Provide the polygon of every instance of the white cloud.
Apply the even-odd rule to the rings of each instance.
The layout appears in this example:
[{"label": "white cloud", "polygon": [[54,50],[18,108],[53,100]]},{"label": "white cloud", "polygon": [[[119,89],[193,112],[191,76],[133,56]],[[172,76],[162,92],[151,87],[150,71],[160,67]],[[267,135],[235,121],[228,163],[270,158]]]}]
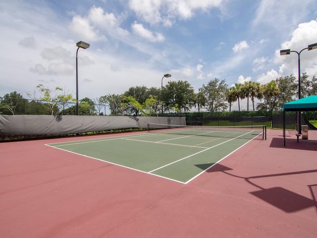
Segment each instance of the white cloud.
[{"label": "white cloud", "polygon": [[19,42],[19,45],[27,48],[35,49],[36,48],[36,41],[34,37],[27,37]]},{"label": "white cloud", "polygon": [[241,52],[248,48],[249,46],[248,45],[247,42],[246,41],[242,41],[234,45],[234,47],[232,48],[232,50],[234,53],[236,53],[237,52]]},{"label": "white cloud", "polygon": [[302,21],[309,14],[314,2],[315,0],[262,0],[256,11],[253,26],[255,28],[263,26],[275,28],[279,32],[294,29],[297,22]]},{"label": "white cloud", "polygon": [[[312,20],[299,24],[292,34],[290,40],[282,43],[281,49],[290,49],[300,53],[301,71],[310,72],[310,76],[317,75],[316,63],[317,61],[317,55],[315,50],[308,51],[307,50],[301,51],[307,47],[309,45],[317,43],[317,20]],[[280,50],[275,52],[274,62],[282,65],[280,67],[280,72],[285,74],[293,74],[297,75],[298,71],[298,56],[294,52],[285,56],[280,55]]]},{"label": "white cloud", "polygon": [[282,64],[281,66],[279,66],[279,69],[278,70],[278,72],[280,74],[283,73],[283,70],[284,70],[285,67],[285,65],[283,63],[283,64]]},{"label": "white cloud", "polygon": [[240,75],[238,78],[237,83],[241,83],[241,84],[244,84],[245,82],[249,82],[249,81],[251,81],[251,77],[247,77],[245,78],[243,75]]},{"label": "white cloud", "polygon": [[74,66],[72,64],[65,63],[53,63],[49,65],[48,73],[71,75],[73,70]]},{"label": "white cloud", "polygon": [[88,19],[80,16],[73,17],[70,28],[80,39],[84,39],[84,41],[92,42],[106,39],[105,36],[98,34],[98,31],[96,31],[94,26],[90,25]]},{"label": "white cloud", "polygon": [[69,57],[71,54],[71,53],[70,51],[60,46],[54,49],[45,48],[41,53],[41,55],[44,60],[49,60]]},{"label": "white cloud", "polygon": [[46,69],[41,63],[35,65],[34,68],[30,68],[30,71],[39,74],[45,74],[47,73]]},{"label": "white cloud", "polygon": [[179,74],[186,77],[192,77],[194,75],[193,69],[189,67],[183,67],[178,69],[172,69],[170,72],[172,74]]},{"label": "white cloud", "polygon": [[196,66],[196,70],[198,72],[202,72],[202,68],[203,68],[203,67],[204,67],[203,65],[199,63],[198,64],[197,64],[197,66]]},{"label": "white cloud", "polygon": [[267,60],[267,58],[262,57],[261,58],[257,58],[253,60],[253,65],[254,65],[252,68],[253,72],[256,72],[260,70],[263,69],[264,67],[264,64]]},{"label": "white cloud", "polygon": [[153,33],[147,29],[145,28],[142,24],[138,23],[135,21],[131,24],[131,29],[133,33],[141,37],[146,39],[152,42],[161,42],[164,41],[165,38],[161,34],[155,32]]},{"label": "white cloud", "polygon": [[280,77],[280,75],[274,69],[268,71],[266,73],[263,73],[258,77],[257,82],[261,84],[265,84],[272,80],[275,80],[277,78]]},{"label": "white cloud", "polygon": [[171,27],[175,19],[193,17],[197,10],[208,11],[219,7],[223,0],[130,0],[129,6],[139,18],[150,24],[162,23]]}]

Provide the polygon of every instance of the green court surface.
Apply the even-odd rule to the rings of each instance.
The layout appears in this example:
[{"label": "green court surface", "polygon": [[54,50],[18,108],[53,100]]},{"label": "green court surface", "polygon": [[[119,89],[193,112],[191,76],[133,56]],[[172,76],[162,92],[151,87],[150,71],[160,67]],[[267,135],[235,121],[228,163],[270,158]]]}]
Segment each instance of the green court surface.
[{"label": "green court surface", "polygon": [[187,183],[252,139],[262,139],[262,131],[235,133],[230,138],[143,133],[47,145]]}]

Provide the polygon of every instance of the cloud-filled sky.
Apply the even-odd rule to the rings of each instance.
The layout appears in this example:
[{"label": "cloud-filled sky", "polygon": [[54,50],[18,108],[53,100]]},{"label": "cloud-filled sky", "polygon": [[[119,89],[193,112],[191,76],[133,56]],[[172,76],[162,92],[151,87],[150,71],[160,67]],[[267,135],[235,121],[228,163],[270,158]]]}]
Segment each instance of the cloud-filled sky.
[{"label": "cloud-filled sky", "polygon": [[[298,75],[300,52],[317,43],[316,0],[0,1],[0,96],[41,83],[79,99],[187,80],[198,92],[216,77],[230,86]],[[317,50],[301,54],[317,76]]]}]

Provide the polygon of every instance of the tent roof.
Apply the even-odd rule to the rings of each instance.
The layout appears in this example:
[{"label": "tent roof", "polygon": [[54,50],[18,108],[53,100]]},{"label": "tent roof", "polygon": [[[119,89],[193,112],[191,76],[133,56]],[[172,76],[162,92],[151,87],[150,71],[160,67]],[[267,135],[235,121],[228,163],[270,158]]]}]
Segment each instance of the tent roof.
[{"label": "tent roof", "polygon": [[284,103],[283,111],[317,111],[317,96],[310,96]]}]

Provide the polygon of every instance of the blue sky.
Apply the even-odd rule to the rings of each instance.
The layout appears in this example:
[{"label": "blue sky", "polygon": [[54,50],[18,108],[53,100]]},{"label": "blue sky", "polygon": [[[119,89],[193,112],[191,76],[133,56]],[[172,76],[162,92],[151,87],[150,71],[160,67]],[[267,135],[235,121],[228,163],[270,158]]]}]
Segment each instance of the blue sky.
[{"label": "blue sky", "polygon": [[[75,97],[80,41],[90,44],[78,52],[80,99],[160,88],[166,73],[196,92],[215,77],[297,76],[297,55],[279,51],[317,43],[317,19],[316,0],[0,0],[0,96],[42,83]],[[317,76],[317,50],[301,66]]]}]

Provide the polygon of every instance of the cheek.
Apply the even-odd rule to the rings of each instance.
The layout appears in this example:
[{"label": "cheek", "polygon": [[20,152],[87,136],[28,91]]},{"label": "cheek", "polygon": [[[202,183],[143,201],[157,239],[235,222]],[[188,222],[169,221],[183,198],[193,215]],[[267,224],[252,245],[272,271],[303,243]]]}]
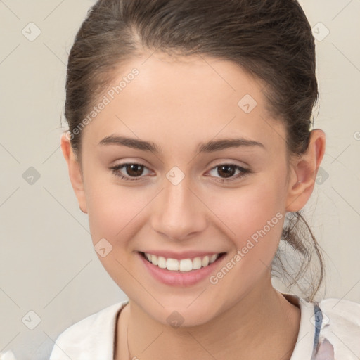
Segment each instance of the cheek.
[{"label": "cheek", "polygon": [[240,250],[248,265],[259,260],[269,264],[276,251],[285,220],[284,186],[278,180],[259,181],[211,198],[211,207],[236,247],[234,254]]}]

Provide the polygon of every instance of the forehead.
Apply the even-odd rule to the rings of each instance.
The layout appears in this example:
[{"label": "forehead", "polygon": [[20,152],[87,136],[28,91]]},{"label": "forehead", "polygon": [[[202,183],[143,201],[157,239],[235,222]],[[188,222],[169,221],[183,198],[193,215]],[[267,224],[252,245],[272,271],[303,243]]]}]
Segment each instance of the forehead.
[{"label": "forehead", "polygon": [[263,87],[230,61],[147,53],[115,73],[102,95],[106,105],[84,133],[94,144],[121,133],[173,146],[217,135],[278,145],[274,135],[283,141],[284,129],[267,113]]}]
══════════
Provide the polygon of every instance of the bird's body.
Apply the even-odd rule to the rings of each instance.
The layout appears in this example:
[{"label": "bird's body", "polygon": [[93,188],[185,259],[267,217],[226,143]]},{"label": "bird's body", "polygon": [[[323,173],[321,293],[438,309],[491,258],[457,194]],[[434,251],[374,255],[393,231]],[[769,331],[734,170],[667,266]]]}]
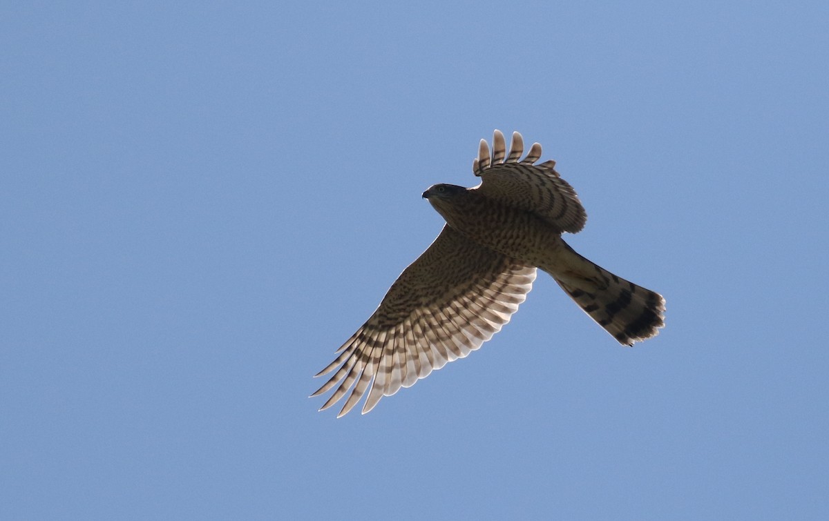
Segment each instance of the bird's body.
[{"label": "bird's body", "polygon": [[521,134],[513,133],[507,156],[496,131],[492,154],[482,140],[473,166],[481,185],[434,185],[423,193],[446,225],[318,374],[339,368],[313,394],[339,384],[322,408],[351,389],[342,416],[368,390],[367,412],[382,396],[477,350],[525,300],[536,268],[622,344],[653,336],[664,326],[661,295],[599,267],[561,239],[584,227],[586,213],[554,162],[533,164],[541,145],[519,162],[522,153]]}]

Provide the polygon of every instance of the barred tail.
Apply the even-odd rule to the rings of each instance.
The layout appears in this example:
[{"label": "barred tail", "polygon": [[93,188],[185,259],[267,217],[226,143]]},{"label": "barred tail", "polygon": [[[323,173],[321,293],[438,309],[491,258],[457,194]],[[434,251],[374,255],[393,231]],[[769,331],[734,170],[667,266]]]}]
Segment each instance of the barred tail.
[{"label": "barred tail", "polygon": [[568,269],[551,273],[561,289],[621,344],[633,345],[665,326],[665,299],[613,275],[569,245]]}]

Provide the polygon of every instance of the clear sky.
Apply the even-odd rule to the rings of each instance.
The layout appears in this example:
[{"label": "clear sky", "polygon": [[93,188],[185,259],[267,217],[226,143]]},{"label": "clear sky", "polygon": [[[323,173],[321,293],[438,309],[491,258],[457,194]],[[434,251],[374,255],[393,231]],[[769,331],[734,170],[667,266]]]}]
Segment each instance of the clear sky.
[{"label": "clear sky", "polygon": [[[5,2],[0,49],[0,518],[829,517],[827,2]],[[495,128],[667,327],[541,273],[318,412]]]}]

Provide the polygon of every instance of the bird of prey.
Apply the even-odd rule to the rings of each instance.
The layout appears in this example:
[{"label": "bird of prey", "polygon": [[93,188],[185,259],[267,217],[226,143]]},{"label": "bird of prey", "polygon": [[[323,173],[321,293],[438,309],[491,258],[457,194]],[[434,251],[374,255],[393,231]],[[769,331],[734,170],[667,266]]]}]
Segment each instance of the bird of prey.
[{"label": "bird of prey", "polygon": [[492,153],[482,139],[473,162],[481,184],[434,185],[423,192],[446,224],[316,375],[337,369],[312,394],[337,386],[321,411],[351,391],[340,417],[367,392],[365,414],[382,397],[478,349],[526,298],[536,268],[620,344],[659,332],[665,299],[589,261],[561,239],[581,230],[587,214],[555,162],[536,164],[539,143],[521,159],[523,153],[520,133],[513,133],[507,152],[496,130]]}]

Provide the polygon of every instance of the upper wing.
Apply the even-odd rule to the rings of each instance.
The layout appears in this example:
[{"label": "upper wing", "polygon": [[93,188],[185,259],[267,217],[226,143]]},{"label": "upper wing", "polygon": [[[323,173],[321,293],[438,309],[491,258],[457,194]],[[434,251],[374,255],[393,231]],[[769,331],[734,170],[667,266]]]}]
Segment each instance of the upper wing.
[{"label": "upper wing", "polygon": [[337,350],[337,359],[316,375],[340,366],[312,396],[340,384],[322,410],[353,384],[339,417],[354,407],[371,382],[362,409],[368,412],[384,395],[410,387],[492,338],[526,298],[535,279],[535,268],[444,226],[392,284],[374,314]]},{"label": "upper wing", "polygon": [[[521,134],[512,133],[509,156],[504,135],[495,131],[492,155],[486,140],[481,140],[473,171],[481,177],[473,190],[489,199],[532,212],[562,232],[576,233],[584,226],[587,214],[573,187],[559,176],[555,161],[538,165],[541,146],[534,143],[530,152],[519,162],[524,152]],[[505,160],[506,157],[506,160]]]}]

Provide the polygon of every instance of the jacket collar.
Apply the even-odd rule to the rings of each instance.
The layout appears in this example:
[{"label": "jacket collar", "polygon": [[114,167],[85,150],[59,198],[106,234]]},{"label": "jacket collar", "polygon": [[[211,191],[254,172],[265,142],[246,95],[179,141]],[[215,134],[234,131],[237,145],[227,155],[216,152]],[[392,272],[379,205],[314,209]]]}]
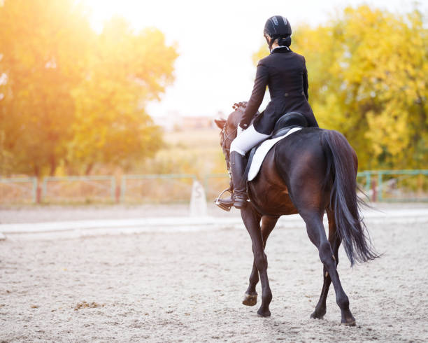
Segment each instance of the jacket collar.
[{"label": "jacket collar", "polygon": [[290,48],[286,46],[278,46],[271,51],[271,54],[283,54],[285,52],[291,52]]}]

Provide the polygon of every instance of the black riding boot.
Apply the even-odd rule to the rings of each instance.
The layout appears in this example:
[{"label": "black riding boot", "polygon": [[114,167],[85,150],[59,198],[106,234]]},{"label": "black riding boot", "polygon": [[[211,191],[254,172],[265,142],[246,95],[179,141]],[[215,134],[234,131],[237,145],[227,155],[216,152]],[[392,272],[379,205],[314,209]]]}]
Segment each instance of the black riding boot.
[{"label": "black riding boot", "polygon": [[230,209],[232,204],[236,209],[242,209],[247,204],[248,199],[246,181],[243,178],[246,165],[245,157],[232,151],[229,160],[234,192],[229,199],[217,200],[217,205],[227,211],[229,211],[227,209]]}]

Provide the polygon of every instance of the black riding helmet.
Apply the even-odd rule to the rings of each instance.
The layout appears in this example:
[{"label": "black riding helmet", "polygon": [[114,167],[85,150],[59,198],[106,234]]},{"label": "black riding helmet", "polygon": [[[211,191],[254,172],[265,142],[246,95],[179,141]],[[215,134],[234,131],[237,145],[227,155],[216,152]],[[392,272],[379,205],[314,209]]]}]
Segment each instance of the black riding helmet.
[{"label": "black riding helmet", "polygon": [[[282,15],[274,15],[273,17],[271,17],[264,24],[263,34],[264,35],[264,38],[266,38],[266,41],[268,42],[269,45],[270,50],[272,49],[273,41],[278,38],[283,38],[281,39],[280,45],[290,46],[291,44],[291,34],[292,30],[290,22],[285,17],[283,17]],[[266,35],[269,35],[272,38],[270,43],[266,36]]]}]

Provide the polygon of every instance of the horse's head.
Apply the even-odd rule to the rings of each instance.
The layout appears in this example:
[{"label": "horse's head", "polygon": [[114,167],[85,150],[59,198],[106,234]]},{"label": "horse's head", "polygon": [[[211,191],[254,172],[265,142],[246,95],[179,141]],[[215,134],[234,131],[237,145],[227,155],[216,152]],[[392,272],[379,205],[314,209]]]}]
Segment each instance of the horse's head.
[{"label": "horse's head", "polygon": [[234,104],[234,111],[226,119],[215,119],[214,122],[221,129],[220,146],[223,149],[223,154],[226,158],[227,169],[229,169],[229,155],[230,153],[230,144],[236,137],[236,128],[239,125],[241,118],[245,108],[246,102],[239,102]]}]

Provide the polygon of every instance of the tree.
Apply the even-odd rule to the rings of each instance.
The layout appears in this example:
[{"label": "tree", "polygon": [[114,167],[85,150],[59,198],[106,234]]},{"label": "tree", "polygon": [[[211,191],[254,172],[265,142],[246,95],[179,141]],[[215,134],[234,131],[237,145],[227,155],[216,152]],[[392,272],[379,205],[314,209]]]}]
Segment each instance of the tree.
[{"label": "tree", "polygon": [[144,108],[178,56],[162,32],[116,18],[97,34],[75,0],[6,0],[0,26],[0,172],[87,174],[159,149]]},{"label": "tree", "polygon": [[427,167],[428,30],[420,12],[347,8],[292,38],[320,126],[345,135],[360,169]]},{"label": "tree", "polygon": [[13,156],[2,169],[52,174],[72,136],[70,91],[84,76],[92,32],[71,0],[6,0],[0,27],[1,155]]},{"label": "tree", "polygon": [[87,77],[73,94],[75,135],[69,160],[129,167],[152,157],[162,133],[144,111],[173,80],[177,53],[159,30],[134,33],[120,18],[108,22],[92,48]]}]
══════════
* _Task to carry out_
Report each line of the entries above that contains the string "roof", copying every such line in full.

* _Exercise output_
Provide the polygon of every instance of the tent roof.
[{"label": "tent roof", "polygon": [[54,50],[18,108],[53,100]]},{"label": "tent roof", "polygon": [[[119,89],[193,112],[191,76],[133,56]],[[172,76],[162,92],[151,87],[150,71],[160,67]],[[267,135],[235,121],[228,163],[270,158]]]}]
Segment each instance of the tent roof.
[{"label": "tent roof", "polygon": [[284,103],[283,111],[317,111],[317,96],[310,96]]}]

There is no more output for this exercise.